## START EXTRACT TO READ
Things you disagree with in the java language

It may not work for you, but the GNU java compiler had fast c/c++ interface 'cause it treated Java like any other compiler source. Trouble is that they didn’t implement much of the Java common libraries.

The problem with JNI is not java strict definitions of types, but rather C very sloppy definition of everything. Marshling types between langs is never as easy as it looks.

However i though that direct byte buffers fix a lot of this? I don’t see and performance issues with calls in my opengl, i am always fill/vertex limited long before call overhead is an issue.

Going around in circles here - I think I mentioned JNA on page 2! :wink:

@princec - this kind of syntax is pretty much what JNA gives you, along with the ability not to have to cross-compile stubs for different platforms. It’s a better JNI on the user side by far, but it’s still a wrapper to JNI so doesn’t get over the issues of how heavyweight that may or may not be.

@Roquen - meant to ask this back on page 2 when you or someone else mentioned it - any links to discussions on JNI replacements for Java core? Faster JNI then everyone wins, including all those nice syntax wrappers like JNA.

@Oskuro - got an example of what you were trying to do? There shouldn’t be much if anything that JNI gives you that JNA can’t.
## END EXTRACT TO READ
## START SOURCE DATA
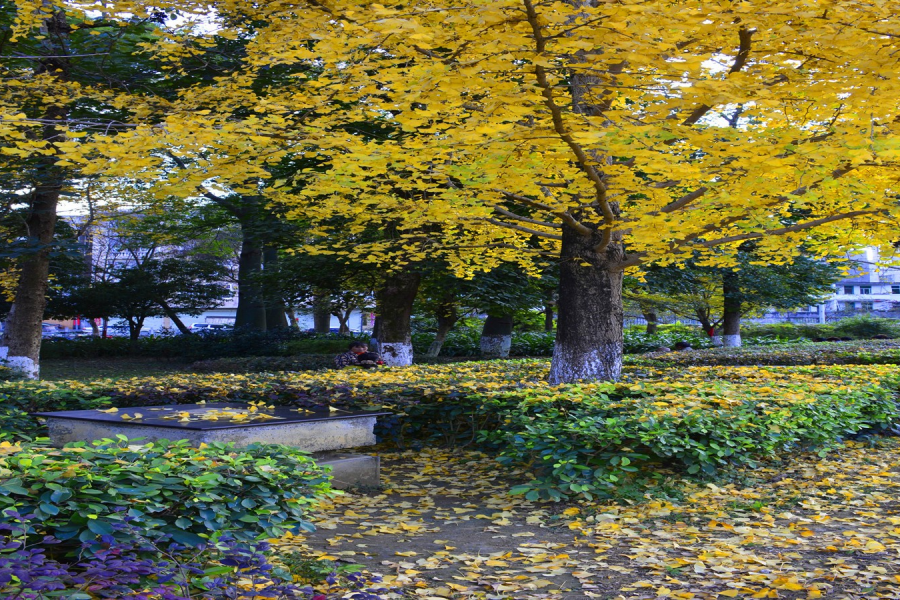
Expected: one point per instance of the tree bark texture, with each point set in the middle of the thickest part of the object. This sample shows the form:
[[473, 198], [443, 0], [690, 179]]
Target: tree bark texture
[[496, 336], [731, 318], [275, 309], [549, 315], [394, 300], [652, 321], [251, 310], [22, 335], [321, 314], [292, 318], [589, 339], [447, 316]]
## END SOURCE DATA
(WORK TO DO):
**a)** Summarize the discussion of JNI in two sentences.
**b)** Turn the paragraph of the discussion of JNI that begins "@princec - this kind of syntax" into a bulleted list that keeps its main facts.

(SOLUTIONS PER TASK):
**a)** The GNU Java compiler had a fast C/C++ interface but didn't implement much of the common Java libraries, and JNI's trouble is blamed on C's sloppy definitions rather than Java's strict types. JNA is called a far better JNI on the user side that spares developers from cross-compiling stubs for different platforms, but it is still a wrapper around JNI and so doesn't get past JNI's possible heaviness.

**b)**
- JNA provides this kind of syntax.
- It removes the need to cross-compile stubs for different platforms.
- On the user side, it is far better than JNI.
- It is still a wrapper around JNI, so it doesn't get past the question of how heavyweight JNI may be.